■ What you are asked to do ■
Please read the manufacturing report below and answer: what reading did the Institute for Supply Management's PMI drop to in March?

U.S. manufacturing PMI fell to 48.5 in March, down from 50.7 in February, according to IHS Markit’s survey. A reading below 50 indicates a contraction in activity, and last month’s is the lowest reading since the financial crisis. Output, new orders, production and employment declined at the fastest pace since 2009 as the number of coronavirus cases in the U.S. grew and non-essential businesses were forced to close.
“Growing numbers of company closures and lockdowns as the nation fights the COVID-19 outbreak mean business levels have collapsed,” said Chris Williamson, Chief Business Economist at IHS Markit. “While some producers reported being busier as a result of stockpiling and anti-virus activities, notably in the food and healthcare sectors, these are very much the minority, and most sectors reported a rapid deterioration in demand and production.”
The Institute for Supply Management’s (ISM) survey also showed U.S. factory activity contracting with PMI dropping to 49.1 in March from 50.1 in February.
Today we also saw how factories in the Eurozone, U.K. and Japan coped with the COVID-19 shutdowns. The data isn’t pretty. Just like in the U.S., contractions were slightly worse than flash estimates indicated last week and supply chain delays (which usually imply demand, not the case here) boosted the readings and masked the severity of the slumps.

Stored data entries:
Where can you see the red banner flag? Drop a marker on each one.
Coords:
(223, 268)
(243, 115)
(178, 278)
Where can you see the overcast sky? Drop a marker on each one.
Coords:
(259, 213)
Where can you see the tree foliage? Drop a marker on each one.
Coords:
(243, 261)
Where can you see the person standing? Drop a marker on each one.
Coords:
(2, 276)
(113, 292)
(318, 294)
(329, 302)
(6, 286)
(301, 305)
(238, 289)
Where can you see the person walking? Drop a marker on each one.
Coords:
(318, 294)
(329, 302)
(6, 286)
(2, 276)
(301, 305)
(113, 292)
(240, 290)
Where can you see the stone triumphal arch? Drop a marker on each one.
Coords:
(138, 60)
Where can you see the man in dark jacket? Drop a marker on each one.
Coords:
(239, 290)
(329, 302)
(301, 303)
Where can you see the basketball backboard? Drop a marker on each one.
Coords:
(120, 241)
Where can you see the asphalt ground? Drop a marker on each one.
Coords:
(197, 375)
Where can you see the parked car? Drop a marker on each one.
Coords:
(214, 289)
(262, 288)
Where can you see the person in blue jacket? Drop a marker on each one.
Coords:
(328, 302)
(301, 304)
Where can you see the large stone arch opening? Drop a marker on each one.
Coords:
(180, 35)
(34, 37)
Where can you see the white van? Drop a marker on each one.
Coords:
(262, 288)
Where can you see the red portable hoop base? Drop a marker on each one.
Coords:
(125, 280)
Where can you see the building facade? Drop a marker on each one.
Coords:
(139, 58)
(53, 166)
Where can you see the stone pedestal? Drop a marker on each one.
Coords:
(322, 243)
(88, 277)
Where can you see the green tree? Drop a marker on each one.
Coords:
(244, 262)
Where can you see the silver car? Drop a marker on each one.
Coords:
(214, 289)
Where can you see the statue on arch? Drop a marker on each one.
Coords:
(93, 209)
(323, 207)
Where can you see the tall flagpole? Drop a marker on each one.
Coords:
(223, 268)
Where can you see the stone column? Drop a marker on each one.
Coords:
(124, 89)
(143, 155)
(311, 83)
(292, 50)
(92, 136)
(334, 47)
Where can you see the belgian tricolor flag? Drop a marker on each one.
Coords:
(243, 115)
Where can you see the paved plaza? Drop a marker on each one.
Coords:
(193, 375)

■ Your response ■
49.1